The weather has been wet.  Beautiful, but wet.

The garden is sort of stasis.  Things aren’t dying, but they aren’t quite thriving either.  They are sort of stalled at almost but not quite ready to pick.  My tomato seedlings rotted and the peppers never even sprouted.  The transplanted blackberries and grapes look amazing.  The new kiwi vines look really good too, still small, but looking quite nice.  The pruned blackberries look posed to take over the world with a tremendous amount of fruit.  The new strawberries are getting quite bushy. And even though it breaks my heart just a little, I have been diligent about removing the flowers and the daughters.

I’ve been working on a 100 square foot flower bed.  I always buy cut flowers with my grocery money.  It led me to wonder if I couldn’t just make a bed full of flowers to cut.  I’m hoping to add another 100 square foot bed to the flowers.  I’m planting a mix of things:  peony, hollyhocks, wild flowers, and a mix of different flower seed packets.  I just pick them up without giving it too much thought.  I am trying to keep the colors in the same general scheme.  So far it’s too soon to know how that bed is doing.  It looks like a tangle of weeds, but I’m pretty sure it’s not.  I just don’t know which plant is which flower yet.   I kind of took a meadow approach — you know, stand in one place and scatter the mixed seeds, hoping it will look fairly natural.

Michael got me a beautiful oak tree for Mother’s Day this year.  It is planted smack in the middle of the old dog yard.  We also planted a peach and cherry tree.  Both of those are dwarf varieties and were planted near the sidewalk.   I am hoping they’ll shade the windows in a few years.

Another big change is the fence.  We changed it from just a dog yard to around the entire front yard.  That makes mowing easier, makes planning garden beds, perennial plantings, and my dream of a labyrinth easier too.  I’m shifting my focus from what worked when we were younger to what will work when we are “retired.”   Everything we learned in the past 19 years at our little place will now be refined over the next 15 years.

◆ MATERIAL SHOWN
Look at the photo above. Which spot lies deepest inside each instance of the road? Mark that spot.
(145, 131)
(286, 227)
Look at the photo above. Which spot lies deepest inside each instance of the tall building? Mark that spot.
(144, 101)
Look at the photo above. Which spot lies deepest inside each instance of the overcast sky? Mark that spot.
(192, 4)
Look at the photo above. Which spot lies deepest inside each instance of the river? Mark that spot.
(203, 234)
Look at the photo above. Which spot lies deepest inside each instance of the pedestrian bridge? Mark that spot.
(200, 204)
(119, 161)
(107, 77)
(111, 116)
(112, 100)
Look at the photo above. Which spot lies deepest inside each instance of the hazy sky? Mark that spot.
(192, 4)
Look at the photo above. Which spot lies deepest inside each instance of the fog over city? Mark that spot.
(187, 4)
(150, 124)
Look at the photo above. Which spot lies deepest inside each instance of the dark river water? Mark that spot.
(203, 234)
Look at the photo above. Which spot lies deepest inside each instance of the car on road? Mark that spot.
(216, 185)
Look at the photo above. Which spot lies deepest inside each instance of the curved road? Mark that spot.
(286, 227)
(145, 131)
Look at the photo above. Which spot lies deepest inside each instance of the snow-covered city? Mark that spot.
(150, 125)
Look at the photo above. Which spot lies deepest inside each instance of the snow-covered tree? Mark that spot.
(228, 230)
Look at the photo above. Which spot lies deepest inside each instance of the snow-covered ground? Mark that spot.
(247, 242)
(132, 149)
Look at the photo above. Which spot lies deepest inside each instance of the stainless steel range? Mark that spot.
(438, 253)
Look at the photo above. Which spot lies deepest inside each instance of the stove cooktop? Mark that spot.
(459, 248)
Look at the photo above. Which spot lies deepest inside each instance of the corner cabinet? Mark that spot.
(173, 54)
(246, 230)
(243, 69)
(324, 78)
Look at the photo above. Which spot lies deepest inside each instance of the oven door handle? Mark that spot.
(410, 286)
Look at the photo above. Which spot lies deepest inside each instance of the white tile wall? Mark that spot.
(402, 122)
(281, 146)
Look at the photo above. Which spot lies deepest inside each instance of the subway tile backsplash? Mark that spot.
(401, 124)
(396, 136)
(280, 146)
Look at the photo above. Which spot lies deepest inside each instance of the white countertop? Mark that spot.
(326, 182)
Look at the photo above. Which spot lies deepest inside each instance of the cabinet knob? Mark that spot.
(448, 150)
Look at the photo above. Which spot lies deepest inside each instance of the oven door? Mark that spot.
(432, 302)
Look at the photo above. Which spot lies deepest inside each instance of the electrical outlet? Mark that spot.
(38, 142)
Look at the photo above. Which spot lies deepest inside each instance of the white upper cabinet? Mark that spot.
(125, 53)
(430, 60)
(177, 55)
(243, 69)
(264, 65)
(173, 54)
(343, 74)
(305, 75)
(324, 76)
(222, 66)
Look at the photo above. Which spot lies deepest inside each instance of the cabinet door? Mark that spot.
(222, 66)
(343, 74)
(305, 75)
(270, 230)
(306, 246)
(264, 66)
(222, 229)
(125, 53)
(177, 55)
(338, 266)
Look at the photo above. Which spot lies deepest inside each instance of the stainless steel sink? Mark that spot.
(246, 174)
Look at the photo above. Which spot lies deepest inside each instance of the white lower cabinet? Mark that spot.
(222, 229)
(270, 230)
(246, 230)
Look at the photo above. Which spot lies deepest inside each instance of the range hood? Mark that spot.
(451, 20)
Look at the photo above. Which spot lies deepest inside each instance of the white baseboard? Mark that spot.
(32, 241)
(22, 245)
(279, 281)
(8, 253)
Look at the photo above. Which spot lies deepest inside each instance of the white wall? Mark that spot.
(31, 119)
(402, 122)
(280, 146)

◆ GIVEN REQUEST 1
Count the lines of the records that contain the string "range", and reply with the number alone.
◆ GIVEN REQUEST 2
Carry on the text about the garden, picking up right after its last sentence.
The text about the garden and the records are unrelated material.

◆ WRITTEN REPLY 1
2

◆ WRITTEN REPLY 2
The chickens are still laying at peak production levels.   Our lone remaining Silver-Gray Dorking has gone broody.  Hopefully she’ll raise a nice clutch of young ones.  We need to expand the current chicken yard sometime soon.  And we will probably need to build a new chicken coop with yards.

We still have one lone rabbit.  She lives in a double cage and seems quite happy.  She provides enough manure for the compost heap.  I think I’d like another one.  She’s getting a bit on the old side, and I cannot imagine this little place without rabbit manure.  It is almost magic stuff!

That is about all the farm-stead news.  Family update later on . . .

 

The garden in March

The garden in March is very wet, very messy place to be.  The air is cold, the soil is cold, and it is wet.  Very wet.  That makes March the best time, I’ve found, for pulling up the weeds.  You can really get at those roots–they practically slide out of the ground.  But because it is so wet, you really need to use your hands.  The hoe will just make a ball of muck out of your lovely garden soil.

We never, well almost never, walk in our garden beds.  This keeps the soil light, airy, and springy.  So it is a bit hard to get the ones in the very middle.  But we try.

Here’s a bit from my March garden journal:

March
March 11– Bed 1/Perennial Bed:  weeded the area around the Lavender.  Planted 18 strawberry plants.
March 15– Bed 1:  weeded next section.  Did not plant.  Still a few big tufts for Kelly to remove first.
March 19– bought wood for rabbit hutch frame and seed starter pots
March 21 — Seed flat 1:  basil, parsley, oregano, arugula, kale, spinach, lettuce.  Seed flat 2:  zucchini, yellow squash, buttercup squash, watermelon, cantaloupe, cucumber, marigold, tomato,  bell pepper, cilantro, arugula.  Purchased flower seeds.
March 24 — first sprouts are up in the seed flats
March 25 — moved sprouts to new seed flat.  Watered all.  Strawberries don’t appear to be living — check in 2 weeks and rebuy.

 

Happiness on a shelf

Spring can be such a fickle season.  Sunny and warm one day, rainy and cold the very next day.

Today happens to be a cold rainy day.  The house-keeping work was done early and so I looked around for something to do.  Something that did not include getting on FB or just mindlessly surfing.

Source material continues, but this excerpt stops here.